Exercise aim
Copy out all of the rows below word for word, without changing anything.

**** Records for the task ****

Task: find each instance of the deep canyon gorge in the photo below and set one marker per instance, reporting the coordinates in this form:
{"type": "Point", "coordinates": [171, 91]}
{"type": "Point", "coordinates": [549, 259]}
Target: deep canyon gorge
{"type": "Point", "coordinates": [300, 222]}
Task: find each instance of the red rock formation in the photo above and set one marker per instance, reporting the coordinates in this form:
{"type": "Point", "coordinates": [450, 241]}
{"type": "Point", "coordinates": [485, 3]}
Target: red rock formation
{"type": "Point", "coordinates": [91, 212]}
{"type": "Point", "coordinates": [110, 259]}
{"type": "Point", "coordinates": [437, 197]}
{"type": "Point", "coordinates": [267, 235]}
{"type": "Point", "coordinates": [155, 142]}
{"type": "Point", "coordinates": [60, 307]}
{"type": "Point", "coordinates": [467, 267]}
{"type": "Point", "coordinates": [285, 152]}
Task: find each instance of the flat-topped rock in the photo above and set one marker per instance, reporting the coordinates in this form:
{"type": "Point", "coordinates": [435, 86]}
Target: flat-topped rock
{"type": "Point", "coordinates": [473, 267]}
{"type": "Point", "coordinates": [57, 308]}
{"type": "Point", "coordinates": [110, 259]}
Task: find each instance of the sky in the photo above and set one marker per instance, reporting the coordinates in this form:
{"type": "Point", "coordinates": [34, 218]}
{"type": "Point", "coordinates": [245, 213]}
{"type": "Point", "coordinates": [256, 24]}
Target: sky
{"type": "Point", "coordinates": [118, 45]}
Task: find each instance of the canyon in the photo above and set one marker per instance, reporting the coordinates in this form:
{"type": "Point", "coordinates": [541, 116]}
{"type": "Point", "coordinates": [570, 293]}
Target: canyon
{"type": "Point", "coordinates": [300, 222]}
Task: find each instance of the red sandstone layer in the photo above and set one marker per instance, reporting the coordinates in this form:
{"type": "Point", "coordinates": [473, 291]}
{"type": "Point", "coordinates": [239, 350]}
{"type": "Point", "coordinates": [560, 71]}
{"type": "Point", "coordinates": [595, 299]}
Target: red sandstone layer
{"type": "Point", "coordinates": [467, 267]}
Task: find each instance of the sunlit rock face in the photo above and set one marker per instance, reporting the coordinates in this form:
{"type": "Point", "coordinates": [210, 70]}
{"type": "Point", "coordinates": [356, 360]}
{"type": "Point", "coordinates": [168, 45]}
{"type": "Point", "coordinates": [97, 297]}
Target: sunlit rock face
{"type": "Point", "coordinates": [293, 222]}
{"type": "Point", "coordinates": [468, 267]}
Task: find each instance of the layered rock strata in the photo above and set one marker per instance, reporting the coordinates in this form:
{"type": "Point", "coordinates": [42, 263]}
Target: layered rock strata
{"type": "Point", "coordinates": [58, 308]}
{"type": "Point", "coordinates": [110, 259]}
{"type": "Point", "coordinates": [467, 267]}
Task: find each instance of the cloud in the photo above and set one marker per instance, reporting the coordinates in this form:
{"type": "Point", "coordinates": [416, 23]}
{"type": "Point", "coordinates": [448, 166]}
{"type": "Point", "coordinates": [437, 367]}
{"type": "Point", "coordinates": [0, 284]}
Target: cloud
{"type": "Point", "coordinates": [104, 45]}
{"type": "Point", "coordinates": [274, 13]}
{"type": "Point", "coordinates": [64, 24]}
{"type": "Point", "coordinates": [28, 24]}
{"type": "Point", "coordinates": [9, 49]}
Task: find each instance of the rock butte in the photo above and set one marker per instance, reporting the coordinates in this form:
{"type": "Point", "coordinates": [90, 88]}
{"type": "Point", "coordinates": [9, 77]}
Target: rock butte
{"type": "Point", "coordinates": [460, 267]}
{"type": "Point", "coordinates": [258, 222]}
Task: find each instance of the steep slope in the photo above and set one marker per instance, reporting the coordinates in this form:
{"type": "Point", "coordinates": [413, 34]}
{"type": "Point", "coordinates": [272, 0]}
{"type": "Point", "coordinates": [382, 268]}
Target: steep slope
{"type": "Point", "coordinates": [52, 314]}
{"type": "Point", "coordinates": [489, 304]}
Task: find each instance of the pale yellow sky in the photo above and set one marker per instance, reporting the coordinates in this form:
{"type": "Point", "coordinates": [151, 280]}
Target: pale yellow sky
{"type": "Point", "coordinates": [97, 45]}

****

Finished answer
Task: find each instance of the deep canyon gorge in the photo below and set one marker per instance, reporting the coordinates in this form:
{"type": "Point", "coordinates": [171, 91]}
{"type": "Point", "coordinates": [549, 259]}
Target: deep canyon gorge
{"type": "Point", "coordinates": [300, 222]}
Task: find each instance of the red rock formation in the photo above and set one marker per instance, reporting the coordinates in this form:
{"type": "Point", "coordinates": [450, 241]}
{"type": "Point", "coordinates": [485, 3]}
Target: red rock formation
{"type": "Point", "coordinates": [91, 212]}
{"type": "Point", "coordinates": [110, 259]}
{"type": "Point", "coordinates": [437, 197]}
{"type": "Point", "coordinates": [267, 235]}
{"type": "Point", "coordinates": [155, 142]}
{"type": "Point", "coordinates": [60, 307]}
{"type": "Point", "coordinates": [467, 267]}
{"type": "Point", "coordinates": [285, 152]}
Task: find each instance of the flat-topped rock in the photo above and set one marker per instance, reporting the coordinates in this form:
{"type": "Point", "coordinates": [435, 86]}
Target: flat-topped rock
{"type": "Point", "coordinates": [473, 267]}
{"type": "Point", "coordinates": [57, 308]}
{"type": "Point", "coordinates": [110, 259]}
Task: find each instance of the sky in the photo above and set one marker per instance, reporting the coordinates in this form:
{"type": "Point", "coordinates": [34, 218]}
{"type": "Point", "coordinates": [245, 213]}
{"type": "Point", "coordinates": [256, 24]}
Target: sky
{"type": "Point", "coordinates": [118, 45]}
Task: find each instance of the canyon in the photo above and set one marker per instance, reporting the coordinates in this form:
{"type": "Point", "coordinates": [541, 116]}
{"type": "Point", "coordinates": [570, 293]}
Target: canyon
{"type": "Point", "coordinates": [300, 222]}
Task: find each instance of the red sandstone layer in the photo above and set one marker per instance, reporting the coordinates in this form:
{"type": "Point", "coordinates": [473, 291]}
{"type": "Point", "coordinates": [239, 350]}
{"type": "Point", "coordinates": [560, 71]}
{"type": "Point", "coordinates": [595, 299]}
Target: red sandstone layer
{"type": "Point", "coordinates": [467, 267]}
Task: find each instance of the sunlit rock face in the photo above and set one marker per instance, reporting the coordinates in this form:
{"type": "Point", "coordinates": [210, 70]}
{"type": "Point", "coordinates": [356, 360]}
{"type": "Point", "coordinates": [168, 45]}
{"type": "Point", "coordinates": [97, 297]}
Target: sunlit rock face
{"type": "Point", "coordinates": [293, 222]}
{"type": "Point", "coordinates": [468, 267]}
Task: find each instance of the layered rock strata in the photo above and set one marker per instance, reporting the coordinates in this form:
{"type": "Point", "coordinates": [42, 263]}
Target: layered rock strata
{"type": "Point", "coordinates": [58, 308]}
{"type": "Point", "coordinates": [110, 259]}
{"type": "Point", "coordinates": [467, 267]}
Task: find each instance of the cloud in the photo above and set one marker per instance, reporting the coordinates in this form:
{"type": "Point", "coordinates": [416, 23]}
{"type": "Point", "coordinates": [448, 166]}
{"type": "Point", "coordinates": [437, 367]}
{"type": "Point", "coordinates": [0, 284]}
Target: cloud
{"type": "Point", "coordinates": [104, 45]}
{"type": "Point", "coordinates": [274, 13]}
{"type": "Point", "coordinates": [64, 24]}
{"type": "Point", "coordinates": [28, 24]}
{"type": "Point", "coordinates": [9, 49]}
Task: find each instance of the rock butte in the photo above and set one marker per instance, reporting the coordinates in this form:
{"type": "Point", "coordinates": [90, 88]}
{"type": "Point", "coordinates": [9, 77]}
Target: rock butte
{"type": "Point", "coordinates": [460, 267]}
{"type": "Point", "coordinates": [258, 222]}
Task: find each instance of the steep slope in the photo above and set one marker per instance, reporting the coordinates in this form:
{"type": "Point", "coordinates": [413, 34]}
{"type": "Point", "coordinates": [272, 0]}
{"type": "Point", "coordinates": [382, 268]}
Target: steep slope
{"type": "Point", "coordinates": [52, 314]}
{"type": "Point", "coordinates": [489, 304]}
Task: find each instance of the pale yellow sky in the photo above and set one marker per instance, reporting the coordinates in this form:
{"type": "Point", "coordinates": [151, 280]}
Target: pale yellow sky
{"type": "Point", "coordinates": [97, 45]}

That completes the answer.